:: DOCUMENT TEXT ::
* * * * * * * * *
- Founded: 1918; 108 years ago University of Denver
- Type: Professional
- Affiliation: Independent
- Status: Merged
- Successor: Phi Chi Theta
- Emphasis: Commerce
- Scope: National
- Colors: Orchid and Gold
- Chapters: 5
- Headquarters: United States

= Phi Theta Kappa (professional) =

American commerce sorority (1918–1924)

Phi Theta Kappa (ΦΘΚ) was an American professional sorority for students of business administration, commerce, and accounting. It was established in 1918 at the University of Denver in Denver, Colorado and chartered a total of five chapters in the four states. In 1924, Phi Theta Kappa merged with Phi Kappa Epsilon, a similar organization, to form Phi Chi Theta.

== History ==
Phi Theta Kappa was established in 1918 at the University of Denver in Denver, Colorado. It was incorporated in the State of Colorado on March 3, 1919. It was a collegiate professional sorority for business administration, commerce, and accounting. The society's purpose was to promote academic achievement and high professional standards. Its chapters were chartered at institutions that provided three years or more of training in business administration and higher accountancy.
* * * * * * * * *
:: WHAT THIS EXERCISE ASKS ::
A. Answer these questions from the Phi Theta Kappa text:
(i) What were the sorority's colors?
(ii) On what date was it incorporated in the State of Colorado?
(iii) With which organization did it merge in 1924?
B. Could you carry on the Phi Theta Kappa text from the point where it stops?

:: Lines of data ::
* * * * * * * * *
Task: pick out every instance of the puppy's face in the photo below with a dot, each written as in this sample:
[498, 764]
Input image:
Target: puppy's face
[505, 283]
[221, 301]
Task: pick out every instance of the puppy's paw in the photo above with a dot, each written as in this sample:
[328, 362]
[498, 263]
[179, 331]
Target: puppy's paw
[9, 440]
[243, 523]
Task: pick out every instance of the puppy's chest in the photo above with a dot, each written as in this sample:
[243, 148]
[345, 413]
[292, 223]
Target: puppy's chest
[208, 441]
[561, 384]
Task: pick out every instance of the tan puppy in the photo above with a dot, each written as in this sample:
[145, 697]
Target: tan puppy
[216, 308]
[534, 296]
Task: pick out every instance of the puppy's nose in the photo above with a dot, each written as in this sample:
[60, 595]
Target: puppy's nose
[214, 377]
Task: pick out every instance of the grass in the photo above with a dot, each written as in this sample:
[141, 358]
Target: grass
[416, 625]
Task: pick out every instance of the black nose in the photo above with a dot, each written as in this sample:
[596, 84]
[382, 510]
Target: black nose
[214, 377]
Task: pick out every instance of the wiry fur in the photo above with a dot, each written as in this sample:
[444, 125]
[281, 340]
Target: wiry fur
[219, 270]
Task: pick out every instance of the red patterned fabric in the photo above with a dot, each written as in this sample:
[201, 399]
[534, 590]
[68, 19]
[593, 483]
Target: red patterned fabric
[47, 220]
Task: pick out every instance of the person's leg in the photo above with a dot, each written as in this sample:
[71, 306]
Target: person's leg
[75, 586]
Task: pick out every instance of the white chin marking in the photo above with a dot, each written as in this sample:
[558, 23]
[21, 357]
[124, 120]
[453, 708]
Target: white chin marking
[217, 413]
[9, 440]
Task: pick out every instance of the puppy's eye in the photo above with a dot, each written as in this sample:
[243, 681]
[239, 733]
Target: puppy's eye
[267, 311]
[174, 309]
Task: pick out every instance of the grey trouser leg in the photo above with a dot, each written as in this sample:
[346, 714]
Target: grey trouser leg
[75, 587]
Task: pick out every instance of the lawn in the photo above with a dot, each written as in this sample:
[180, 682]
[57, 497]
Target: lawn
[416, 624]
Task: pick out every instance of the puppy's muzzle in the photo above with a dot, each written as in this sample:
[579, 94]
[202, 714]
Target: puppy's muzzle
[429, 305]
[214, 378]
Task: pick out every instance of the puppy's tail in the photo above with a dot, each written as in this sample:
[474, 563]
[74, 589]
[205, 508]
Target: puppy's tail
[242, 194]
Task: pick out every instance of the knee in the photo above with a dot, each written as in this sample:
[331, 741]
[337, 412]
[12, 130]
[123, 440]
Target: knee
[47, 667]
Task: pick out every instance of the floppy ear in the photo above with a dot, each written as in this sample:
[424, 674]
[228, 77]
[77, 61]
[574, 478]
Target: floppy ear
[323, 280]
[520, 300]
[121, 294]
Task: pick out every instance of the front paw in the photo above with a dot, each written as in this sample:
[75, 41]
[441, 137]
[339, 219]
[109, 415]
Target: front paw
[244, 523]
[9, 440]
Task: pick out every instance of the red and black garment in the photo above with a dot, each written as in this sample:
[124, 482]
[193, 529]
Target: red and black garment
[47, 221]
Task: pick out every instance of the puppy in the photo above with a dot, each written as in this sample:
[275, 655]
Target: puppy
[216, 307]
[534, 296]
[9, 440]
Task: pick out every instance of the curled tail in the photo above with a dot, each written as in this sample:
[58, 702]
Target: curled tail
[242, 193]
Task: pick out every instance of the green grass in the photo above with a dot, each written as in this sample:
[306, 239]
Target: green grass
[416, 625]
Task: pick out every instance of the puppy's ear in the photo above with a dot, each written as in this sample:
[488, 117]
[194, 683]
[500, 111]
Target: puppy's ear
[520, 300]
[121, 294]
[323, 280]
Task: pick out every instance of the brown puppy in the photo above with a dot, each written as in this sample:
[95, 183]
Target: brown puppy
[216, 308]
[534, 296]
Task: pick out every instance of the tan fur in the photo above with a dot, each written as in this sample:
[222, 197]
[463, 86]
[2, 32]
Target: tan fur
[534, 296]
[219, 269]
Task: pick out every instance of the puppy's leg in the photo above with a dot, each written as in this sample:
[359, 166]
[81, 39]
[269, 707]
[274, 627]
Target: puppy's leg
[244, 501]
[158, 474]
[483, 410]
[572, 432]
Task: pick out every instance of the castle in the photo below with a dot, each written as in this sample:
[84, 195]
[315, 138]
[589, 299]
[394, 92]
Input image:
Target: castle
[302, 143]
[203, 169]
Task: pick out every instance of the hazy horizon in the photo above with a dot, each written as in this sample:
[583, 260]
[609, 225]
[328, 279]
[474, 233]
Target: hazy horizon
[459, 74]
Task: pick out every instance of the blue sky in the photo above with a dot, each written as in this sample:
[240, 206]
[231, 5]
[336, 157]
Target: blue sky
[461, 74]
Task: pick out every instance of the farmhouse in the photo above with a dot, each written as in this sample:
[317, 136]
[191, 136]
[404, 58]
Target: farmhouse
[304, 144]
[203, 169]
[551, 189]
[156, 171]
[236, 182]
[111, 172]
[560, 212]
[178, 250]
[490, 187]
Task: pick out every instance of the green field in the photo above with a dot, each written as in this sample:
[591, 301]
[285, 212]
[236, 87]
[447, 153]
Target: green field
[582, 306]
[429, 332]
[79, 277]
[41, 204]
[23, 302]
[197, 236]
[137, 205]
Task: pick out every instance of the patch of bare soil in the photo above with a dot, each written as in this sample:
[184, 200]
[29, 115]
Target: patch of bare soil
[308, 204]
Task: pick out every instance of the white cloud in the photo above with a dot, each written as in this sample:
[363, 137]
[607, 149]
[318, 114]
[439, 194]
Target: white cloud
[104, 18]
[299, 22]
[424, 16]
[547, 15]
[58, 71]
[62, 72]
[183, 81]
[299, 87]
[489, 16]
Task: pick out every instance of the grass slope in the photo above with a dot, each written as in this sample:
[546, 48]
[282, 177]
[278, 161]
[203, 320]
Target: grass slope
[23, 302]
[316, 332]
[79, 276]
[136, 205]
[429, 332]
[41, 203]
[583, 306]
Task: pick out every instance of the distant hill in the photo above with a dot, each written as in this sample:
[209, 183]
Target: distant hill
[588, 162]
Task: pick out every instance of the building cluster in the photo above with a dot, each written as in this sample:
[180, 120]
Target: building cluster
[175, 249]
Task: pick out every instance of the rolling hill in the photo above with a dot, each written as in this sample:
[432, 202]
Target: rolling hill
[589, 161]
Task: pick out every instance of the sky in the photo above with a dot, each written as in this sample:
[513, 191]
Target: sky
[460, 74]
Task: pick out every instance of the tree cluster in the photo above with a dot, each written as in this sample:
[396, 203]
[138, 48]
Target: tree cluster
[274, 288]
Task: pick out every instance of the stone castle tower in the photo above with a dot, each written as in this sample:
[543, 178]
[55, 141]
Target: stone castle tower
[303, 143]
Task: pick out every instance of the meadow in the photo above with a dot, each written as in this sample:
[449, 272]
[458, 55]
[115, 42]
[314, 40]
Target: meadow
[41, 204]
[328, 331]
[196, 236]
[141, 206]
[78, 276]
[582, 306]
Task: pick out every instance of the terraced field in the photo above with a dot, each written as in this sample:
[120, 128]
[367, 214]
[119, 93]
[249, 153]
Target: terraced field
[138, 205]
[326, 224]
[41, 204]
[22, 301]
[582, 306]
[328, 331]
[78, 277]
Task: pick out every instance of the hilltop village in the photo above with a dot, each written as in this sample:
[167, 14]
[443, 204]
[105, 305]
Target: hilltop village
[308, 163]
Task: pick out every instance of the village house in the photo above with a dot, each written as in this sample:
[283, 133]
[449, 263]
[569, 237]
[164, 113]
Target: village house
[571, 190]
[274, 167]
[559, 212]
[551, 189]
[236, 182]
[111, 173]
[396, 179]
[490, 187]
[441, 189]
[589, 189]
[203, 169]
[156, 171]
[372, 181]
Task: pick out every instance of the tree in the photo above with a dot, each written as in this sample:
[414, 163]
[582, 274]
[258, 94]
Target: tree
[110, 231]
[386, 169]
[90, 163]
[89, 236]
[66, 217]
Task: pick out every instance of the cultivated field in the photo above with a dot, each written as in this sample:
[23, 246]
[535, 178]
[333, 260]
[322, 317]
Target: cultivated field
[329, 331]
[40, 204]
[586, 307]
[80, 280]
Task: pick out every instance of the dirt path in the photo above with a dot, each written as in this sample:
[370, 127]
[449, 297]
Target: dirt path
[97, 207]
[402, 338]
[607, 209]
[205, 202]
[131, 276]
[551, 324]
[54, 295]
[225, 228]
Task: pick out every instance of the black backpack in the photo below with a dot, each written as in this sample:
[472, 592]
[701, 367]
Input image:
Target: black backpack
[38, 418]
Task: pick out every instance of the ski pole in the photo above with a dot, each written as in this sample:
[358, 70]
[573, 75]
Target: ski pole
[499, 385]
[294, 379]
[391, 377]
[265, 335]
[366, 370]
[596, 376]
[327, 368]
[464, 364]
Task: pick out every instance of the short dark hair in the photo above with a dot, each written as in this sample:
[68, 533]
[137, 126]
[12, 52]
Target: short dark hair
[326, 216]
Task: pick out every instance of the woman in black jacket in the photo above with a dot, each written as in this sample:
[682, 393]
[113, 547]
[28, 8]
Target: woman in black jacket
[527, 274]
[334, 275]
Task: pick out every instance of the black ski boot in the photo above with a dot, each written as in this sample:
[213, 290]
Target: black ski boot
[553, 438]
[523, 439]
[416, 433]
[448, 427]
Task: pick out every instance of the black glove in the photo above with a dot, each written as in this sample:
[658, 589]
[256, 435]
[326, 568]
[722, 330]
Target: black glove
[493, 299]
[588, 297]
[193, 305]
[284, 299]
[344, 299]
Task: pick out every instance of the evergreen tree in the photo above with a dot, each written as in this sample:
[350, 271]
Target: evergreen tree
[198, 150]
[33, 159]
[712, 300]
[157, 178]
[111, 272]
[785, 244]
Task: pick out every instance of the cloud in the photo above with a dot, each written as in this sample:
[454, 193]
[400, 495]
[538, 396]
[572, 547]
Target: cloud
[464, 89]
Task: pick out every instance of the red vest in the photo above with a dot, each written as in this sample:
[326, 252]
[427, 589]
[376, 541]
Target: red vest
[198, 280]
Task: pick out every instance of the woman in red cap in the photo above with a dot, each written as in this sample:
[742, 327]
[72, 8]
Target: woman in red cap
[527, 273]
* * * * * * * * *
:: RESPONSES ::
A.
(i) Orchid and Gold
(ii) March 3, 1919
(iii) Phi Kappa Epsilon

B.
A second chapter, Beta, was chartered in April 1920 at the University of Oregon in Eugene, Oregon, followed by Gamma chapter at Oregon Agricultural College in Corvallis, Oregon in May 1920. Next, it chartered Delta chapter at Northwestern University in Evanston, Illinois. Its Epsilon chapter was established in April 1921 at the University of Pittsburgh in Pittsburgh, Pennsylvania. The sorority held a convention in Denver on July 6 through July 9, 1922.

On June 16 and 17, 1924, three representatives of Phi Theta Kappa and met at the La Salle Hotel in Chicago with three representatives of Phi Kappa Epsilon. Phi Kappa Epsilon was another professional business sorority that was also established in 1918. The meeting resulting in the merger of the two professional sororities, forming Phi Chi Theta.

== Symbols ==
Phi Theta Kappa's badge was crescent shaped and set in pearls, with the Greek letters "ΦΘΚ". Its colors were orchid and gold.

== Membership ==
Members of Phi Theta Kappa were female juniors and seniors who had completed one year of study in commerce or business administration. They were selected based on their scholarship, leadership in student activities, and "qualities of womanhood".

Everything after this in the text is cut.